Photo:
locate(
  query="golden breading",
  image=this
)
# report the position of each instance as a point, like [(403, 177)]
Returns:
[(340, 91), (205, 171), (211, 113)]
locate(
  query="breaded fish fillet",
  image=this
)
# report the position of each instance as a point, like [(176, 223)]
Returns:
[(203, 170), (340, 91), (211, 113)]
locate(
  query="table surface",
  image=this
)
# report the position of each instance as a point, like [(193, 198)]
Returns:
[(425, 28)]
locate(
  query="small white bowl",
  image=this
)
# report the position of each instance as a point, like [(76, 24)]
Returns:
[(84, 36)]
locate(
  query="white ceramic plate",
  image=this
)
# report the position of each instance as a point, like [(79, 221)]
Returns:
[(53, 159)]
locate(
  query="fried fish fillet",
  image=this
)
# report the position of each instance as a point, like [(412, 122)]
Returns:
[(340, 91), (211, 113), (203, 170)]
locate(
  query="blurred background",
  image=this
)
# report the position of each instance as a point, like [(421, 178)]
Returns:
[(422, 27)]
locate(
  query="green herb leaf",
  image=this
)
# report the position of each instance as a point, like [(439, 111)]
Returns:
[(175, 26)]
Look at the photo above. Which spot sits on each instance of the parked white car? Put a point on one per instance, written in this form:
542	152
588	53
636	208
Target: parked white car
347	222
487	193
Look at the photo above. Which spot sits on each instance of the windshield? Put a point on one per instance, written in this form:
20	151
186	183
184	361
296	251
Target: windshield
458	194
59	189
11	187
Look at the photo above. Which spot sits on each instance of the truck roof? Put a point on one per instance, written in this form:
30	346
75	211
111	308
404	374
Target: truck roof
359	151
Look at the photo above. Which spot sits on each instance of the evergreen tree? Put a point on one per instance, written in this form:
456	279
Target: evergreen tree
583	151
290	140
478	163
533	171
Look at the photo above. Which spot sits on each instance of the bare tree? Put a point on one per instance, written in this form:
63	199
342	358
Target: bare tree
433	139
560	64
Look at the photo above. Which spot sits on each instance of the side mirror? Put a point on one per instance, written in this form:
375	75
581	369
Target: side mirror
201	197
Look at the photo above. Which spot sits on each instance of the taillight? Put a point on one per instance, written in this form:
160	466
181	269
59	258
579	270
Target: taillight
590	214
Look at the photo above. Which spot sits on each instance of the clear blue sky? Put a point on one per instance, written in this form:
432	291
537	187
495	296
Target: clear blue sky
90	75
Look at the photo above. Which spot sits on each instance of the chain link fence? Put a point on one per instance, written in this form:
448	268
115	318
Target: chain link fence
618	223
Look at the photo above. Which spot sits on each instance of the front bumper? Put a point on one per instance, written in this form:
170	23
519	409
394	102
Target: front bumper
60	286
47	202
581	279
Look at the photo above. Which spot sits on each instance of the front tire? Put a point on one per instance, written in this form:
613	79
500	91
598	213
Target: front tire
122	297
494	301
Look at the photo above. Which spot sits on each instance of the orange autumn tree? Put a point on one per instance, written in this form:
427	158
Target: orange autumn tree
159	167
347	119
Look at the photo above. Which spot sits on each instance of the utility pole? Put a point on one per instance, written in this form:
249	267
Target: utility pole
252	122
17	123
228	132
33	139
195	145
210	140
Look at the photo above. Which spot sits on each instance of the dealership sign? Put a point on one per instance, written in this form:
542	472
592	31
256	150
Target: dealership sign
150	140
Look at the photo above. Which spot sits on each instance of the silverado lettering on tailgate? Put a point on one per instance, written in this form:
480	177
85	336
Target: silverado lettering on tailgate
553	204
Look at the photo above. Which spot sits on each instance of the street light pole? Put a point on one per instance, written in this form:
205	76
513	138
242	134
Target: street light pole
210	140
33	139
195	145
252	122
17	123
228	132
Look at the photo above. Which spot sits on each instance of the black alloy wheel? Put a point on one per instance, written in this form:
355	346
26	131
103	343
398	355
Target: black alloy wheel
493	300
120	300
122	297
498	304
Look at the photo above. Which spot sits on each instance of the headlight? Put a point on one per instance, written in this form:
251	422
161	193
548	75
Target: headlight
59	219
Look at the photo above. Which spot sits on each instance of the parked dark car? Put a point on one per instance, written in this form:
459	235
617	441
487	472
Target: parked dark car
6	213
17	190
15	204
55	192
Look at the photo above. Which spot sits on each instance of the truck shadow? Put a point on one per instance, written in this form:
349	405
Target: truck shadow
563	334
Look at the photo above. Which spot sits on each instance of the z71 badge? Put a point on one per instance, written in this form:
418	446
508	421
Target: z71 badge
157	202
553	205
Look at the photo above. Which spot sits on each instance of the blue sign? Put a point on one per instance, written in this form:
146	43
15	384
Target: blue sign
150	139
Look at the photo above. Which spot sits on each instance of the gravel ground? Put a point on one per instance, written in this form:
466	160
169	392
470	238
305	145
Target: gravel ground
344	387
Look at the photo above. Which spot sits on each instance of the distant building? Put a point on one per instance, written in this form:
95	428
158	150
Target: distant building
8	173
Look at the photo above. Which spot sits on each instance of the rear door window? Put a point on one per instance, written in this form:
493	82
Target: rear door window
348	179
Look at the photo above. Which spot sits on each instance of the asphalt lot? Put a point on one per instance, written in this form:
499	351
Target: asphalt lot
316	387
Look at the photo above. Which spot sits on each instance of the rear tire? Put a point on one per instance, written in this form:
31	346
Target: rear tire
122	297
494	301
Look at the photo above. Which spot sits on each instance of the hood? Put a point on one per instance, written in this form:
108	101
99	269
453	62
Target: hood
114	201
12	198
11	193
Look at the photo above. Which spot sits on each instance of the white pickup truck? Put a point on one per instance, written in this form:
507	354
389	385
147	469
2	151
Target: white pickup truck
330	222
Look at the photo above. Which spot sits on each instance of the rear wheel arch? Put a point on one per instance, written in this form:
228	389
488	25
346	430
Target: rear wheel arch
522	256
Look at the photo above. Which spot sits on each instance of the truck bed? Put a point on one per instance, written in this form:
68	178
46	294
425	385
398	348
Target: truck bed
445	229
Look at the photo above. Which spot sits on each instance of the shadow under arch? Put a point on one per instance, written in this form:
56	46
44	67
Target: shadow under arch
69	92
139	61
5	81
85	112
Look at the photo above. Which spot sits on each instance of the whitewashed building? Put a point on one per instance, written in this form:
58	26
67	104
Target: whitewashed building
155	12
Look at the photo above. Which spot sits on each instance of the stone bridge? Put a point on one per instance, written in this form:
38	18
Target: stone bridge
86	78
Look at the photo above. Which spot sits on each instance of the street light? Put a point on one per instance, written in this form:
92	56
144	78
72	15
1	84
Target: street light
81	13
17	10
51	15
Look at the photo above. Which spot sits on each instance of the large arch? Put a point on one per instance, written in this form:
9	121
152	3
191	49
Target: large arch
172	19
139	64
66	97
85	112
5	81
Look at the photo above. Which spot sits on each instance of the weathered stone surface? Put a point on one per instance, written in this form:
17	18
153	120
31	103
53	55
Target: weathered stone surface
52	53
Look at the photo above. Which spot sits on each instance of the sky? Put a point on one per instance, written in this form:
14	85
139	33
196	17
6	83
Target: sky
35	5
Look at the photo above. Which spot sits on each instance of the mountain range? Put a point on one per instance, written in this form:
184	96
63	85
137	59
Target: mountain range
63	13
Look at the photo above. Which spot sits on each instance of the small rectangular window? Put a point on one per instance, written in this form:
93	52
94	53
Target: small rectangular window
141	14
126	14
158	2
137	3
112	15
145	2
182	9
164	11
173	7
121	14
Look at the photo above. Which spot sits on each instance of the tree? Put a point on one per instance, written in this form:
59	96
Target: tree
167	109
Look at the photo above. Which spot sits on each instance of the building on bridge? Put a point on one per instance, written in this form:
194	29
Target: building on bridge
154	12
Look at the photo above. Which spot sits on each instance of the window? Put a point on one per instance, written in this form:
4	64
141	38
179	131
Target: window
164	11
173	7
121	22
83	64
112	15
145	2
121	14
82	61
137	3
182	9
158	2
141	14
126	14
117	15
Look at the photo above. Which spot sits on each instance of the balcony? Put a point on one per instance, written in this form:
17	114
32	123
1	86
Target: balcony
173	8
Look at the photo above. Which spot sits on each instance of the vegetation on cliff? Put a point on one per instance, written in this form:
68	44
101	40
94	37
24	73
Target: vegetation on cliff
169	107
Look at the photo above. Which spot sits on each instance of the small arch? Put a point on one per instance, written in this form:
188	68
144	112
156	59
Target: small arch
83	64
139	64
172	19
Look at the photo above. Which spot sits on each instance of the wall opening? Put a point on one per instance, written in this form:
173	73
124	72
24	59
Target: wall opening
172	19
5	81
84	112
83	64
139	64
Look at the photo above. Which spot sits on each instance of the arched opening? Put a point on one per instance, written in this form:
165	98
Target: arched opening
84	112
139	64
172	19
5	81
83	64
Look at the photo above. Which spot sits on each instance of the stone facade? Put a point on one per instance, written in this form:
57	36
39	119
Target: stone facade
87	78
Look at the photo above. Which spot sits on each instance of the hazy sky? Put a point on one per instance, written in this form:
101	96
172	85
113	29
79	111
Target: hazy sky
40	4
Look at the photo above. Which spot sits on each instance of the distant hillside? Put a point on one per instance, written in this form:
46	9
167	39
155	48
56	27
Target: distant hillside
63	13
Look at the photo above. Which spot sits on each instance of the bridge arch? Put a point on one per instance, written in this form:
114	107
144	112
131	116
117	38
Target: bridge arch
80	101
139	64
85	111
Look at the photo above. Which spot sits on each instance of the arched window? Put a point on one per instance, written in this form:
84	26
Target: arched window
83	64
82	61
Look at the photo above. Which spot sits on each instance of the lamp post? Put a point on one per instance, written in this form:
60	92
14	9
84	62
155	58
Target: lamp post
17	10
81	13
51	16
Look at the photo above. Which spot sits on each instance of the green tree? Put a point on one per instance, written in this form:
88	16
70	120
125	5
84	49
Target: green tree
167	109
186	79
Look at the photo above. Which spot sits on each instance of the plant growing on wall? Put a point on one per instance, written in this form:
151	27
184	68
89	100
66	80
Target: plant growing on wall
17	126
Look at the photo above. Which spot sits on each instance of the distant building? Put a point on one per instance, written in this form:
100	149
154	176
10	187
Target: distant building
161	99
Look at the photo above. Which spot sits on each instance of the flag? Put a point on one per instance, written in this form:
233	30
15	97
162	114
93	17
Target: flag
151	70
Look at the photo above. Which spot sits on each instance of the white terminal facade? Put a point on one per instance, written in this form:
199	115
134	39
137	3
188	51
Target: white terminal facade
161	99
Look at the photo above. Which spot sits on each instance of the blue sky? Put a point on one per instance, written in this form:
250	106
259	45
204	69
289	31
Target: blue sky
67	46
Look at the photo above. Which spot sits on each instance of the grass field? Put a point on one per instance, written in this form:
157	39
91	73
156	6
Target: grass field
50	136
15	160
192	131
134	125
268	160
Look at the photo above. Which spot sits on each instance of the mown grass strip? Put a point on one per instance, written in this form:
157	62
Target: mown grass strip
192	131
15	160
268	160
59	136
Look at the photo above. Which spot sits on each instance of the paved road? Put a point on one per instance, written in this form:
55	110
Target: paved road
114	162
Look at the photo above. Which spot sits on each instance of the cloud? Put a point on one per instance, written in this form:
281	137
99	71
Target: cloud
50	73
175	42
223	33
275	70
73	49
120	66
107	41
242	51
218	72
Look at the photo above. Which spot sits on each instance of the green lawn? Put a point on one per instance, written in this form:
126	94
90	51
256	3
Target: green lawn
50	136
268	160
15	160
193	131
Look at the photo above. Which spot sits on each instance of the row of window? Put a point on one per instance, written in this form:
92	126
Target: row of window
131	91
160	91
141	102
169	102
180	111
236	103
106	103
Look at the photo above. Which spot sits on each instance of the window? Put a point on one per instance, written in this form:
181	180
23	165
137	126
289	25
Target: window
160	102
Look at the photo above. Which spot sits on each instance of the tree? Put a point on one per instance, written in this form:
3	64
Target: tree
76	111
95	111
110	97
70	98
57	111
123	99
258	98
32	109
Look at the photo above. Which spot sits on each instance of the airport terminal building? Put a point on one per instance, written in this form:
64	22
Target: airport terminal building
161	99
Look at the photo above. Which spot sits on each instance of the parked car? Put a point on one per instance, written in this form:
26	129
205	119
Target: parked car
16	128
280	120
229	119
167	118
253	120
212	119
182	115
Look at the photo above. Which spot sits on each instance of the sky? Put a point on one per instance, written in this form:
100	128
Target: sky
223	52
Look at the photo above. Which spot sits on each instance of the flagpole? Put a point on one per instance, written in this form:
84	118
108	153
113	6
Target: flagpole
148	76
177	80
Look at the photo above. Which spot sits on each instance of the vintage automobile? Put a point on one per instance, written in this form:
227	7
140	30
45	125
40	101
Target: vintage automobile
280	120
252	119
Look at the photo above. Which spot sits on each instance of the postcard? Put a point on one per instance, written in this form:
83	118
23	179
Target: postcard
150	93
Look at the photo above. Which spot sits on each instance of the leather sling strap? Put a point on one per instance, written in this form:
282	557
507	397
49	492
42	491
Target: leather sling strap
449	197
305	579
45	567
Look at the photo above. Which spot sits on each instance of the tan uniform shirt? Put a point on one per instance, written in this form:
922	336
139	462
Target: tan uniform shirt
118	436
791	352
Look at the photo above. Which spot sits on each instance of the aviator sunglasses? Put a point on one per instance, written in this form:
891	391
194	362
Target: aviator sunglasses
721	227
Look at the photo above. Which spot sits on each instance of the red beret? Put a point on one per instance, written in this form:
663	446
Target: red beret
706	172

──────

**Work required**:
From the material above, copy each line that includes the word "fillet".

**Exercise response**:
  query="breaded fish fillet",
  query="fried fish fillet",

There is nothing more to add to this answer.